YOUR INSTRUCTIONS: Pictures are to be dropped. Everything else in the listing gets copied exactly.

DATA FOR THIS EXERCISE:
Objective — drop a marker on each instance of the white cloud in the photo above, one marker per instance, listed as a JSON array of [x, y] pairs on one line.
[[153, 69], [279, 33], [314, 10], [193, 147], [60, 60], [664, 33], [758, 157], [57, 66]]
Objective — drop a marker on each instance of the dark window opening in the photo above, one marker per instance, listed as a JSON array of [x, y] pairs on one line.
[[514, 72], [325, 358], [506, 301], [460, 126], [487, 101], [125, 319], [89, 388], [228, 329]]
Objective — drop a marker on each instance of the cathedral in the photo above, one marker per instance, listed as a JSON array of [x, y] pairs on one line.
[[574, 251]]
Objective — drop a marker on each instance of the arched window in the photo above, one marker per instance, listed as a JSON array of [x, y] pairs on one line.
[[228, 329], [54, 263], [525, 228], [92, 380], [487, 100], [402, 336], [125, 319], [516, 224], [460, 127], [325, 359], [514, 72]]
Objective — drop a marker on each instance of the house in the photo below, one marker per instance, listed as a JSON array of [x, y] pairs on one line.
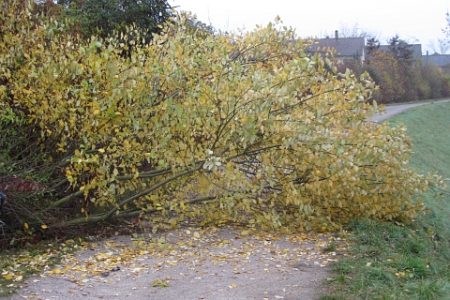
[[346, 48], [416, 50]]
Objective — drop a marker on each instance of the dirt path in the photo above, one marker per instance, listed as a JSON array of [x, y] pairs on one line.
[[192, 264], [395, 109]]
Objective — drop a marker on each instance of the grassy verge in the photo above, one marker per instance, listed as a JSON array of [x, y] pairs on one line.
[[390, 261]]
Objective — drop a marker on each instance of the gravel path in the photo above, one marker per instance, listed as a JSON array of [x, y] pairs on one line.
[[194, 264], [395, 109], [190, 264]]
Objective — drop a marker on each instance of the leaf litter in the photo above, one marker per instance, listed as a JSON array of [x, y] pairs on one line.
[[234, 261]]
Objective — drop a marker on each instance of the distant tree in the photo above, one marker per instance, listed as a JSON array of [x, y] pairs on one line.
[[196, 25], [400, 49], [103, 17], [372, 45]]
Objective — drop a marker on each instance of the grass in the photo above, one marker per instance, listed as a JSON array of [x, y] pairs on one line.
[[391, 261]]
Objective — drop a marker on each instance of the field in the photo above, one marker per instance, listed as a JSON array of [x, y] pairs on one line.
[[390, 261]]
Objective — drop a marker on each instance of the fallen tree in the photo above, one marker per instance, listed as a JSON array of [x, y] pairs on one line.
[[220, 128]]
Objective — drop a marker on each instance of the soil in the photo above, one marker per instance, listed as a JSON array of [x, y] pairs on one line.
[[189, 263]]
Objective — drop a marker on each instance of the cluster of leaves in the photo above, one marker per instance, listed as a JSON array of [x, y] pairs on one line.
[[105, 17], [247, 129], [17, 264]]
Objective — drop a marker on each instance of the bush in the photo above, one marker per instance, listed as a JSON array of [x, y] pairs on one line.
[[222, 128]]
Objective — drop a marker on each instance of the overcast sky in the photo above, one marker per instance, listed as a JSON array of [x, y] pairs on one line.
[[414, 20]]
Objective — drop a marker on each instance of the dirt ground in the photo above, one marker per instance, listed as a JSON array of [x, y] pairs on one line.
[[191, 263]]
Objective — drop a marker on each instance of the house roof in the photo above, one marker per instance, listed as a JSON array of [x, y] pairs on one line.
[[349, 47], [441, 60], [415, 48]]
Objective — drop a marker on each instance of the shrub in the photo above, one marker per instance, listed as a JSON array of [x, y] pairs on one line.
[[222, 128]]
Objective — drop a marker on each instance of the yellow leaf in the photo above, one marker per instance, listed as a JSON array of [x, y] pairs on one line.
[[8, 276]]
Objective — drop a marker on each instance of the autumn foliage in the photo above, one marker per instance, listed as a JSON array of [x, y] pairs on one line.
[[217, 128]]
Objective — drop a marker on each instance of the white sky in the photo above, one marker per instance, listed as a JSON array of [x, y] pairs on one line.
[[413, 20]]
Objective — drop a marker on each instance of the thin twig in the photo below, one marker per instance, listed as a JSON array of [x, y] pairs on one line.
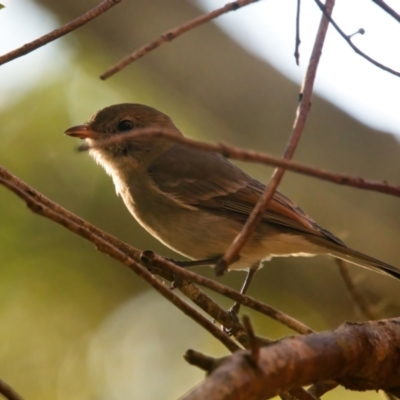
[[388, 9], [8, 392], [347, 38], [298, 41], [92, 233], [237, 153], [300, 120], [105, 246], [358, 299], [254, 345], [104, 6], [244, 300], [173, 33]]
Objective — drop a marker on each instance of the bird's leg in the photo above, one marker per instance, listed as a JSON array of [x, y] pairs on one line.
[[234, 310]]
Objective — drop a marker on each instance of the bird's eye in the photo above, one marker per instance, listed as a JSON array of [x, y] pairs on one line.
[[125, 125]]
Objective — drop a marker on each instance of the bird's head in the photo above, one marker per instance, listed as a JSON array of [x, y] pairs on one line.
[[118, 120]]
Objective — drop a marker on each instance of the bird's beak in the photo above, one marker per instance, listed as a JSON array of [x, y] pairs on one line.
[[82, 132]]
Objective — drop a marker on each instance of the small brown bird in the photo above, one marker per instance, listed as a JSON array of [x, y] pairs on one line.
[[196, 202]]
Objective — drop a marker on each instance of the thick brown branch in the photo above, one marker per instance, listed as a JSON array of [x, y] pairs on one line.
[[298, 41], [237, 153], [104, 6], [244, 300], [301, 116], [172, 34], [364, 356]]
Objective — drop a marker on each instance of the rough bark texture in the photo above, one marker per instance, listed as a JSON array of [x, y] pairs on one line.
[[360, 356]]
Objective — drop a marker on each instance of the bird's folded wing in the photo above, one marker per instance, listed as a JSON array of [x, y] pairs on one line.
[[208, 180]]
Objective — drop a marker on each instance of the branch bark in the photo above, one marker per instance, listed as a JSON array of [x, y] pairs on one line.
[[360, 356]]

EXERCISE RESPONSE:
Objective — drop a marker on each instance of the white cloud in the photo above, one marker per instance, listed as a JSON array of [x, y] pairs on one line.
[[153, 69], [279, 33], [314, 10], [193, 147], [60, 60], [664, 33], [758, 157], [57, 66]]
Objective — drop a marker on each instance of the dark window opening in the photo above, one marker per instance, listed as a JSON array of [x, y] pairs on one line.
[[514, 72], [325, 358], [506, 301], [460, 126], [487, 101], [125, 319], [89, 388], [228, 329]]
Objective — drop a marker on each instance of the cathedral in the photo above, one marker per instance, listed as a JSON array of [x, y] pairs on one line.
[[574, 251]]
Objective — drop a marker on each instance of the arched window in the photo above, one marker per instance, listed as a JSON array of [x, y] pairs on one line.
[[228, 329], [54, 263], [525, 228], [92, 380], [487, 100], [402, 336], [125, 319], [516, 224], [460, 127], [325, 359], [514, 72]]
Objective — drop a marker on each instance of the house in the photo below, one marker per instance, listed as a JSON array of [x, y] pairs on one line.
[[346, 48], [416, 50]]
Objective — drop a marker on each instance of the dirt path in the photo above, one marker per instance, listed as a JSON array of [x, y] pairs on one line.
[[192, 264], [395, 109]]
Objective — drop a marker on each instance of the grassy verge in the photo above, one marker per instance, listed as a JSON array of [x, y] pairs on one line.
[[390, 261]]
Objective — drop a marker on each instance of the gravel path in the photo above, one marker per instance, listed as a JSON array of [x, y] pairs on one line.
[[194, 264], [395, 109], [190, 264]]
Objective — drop a marker on each instance of the leaf litter in the photo above, one marker per instance, listed as a JSON array of [x, y] pairs on one line.
[[234, 261]]
Objective — drop a marker on each instance of the distant tree in the photo above, one marker per instance, listed as a JSON array of [x, y] pairs on one line.
[[196, 25], [400, 49], [103, 17], [372, 45]]
Objective — drop a marker on each instance of the grass in the photo above, one marker per instance, listed as a JSON array of [x, y] pairs on one line.
[[391, 261]]
Objective — drop a marker on each instance of the field in the photo above, one marker per instance, listed as a JSON array of [x, y] pairs on one line.
[[390, 261]]
Objective — drop a marker on each instance of the fallen tree in the photo above, one marker per instance, listed as a JSON array of [x, y] pairs on one line.
[[220, 128]]
Objective — drop a marker on each instance of the soil in the photo above, one marker per instance, listed as a JSON array of [x, y] pairs on one line.
[[189, 263]]
Objective — drop a marker on each instance of the cluster of leaves in the photo above, one marker per instance, listed as a JSON array of [x, y] pairs on one line.
[[105, 17], [247, 129], [17, 264]]
Objective — drop a marker on each instance of the bush in the photo above, one marker per instance, listed as a JSON array of [x, y] pairs on one line.
[[222, 128]]
Objective — drop a marker on each instance of the overcast sky in the photo above, one marker per instance, listed as a JSON array of [x, y] pairs on one line.
[[414, 20]]
Objective — drop a marker on each instance of the dirt ground in the photo above, one marker per instance, listed as a JSON array of [x, y] pairs on one line.
[[191, 263]]
Objective — drop a marker on each instance of the house roof in the photo above, one marker per instance, listed as a JSON array of [x, y] pairs on one line.
[[349, 47], [441, 60], [415, 48]]
Objective — drop a marker on each instance of the shrub in the photo above, one marker per instance, listed as a JSON array of [x, y] pairs on one line.
[[222, 128]]
Objective — drop a marker on each instance of the yellow leaf in the photo above, one marker per instance, listed as a JSON array of [x, y] pairs on one line.
[[8, 276]]
Objective — drop a marker on each instance of the autumn foliage in the photo above, one marker per instance, listed as a JSON array of [x, y] pairs on one line.
[[217, 128]]
Objective — drop a marker on each instance of the white sky in the photo above, one marker per instance, listed as a JSON array of [x, y] pairs on one line.
[[413, 20]]
Objective — drop a marker on each instance of the thin twig in the photo below, one marker per instance, listed as a JSON array of [x, y] pairs on one line.
[[388, 9], [8, 392], [347, 38], [298, 41], [92, 233], [237, 153], [300, 120], [105, 246], [358, 299], [254, 345], [104, 6], [244, 300], [173, 33]]
Objective — drop a marker on each instance of the bird's leg in the photo above, one marker per instance, listed as a JSON array of [x, y] pairs on one line.
[[234, 310]]
Objective — drop a marker on each instance of the bird's eye in the photo above, one marker per instance, listed as a JSON array of [x, y] pairs on one line.
[[125, 125]]
Objective — drop a marker on each instance of the bird's head in the photo above, one marker per instance, listed as a JSON array of [x, y] pairs on one line.
[[118, 120]]
Objective — drop a marker on each instance of the bird's beak in the photo above, one marker per instance, listed as a JSON array of [x, y] pairs on one line.
[[82, 132]]
Objective — drop a marker on each instance of the small brown bird in the photo above, one marker per instance, listed as a JSON array of [x, y] pairs on one line.
[[196, 202]]
Objective — drop a marker on each instance of the thick brown branch in the photo above, one marker per instance, listed as a JSON array of [x, y] pairs on one line.
[[298, 41], [237, 153], [104, 6], [244, 300], [301, 116], [172, 34], [364, 356]]
Objective — drop a marker on each instance of the rough bark texture in the photo above, one marker per instance, listed as a JSON array of [x, y] pairs on one line.
[[360, 356]]
Objective — drop a marker on each instance of the bird's folded wing in the photo above, one marker per instance, listed as a JSON array of [x, y] pairs on one line.
[[208, 180]]
Objective — drop a marker on each instance of the branch bark in the photo above, one marker per instance, listed as a JSON array of [x, y] pairs on one line.
[[360, 356]]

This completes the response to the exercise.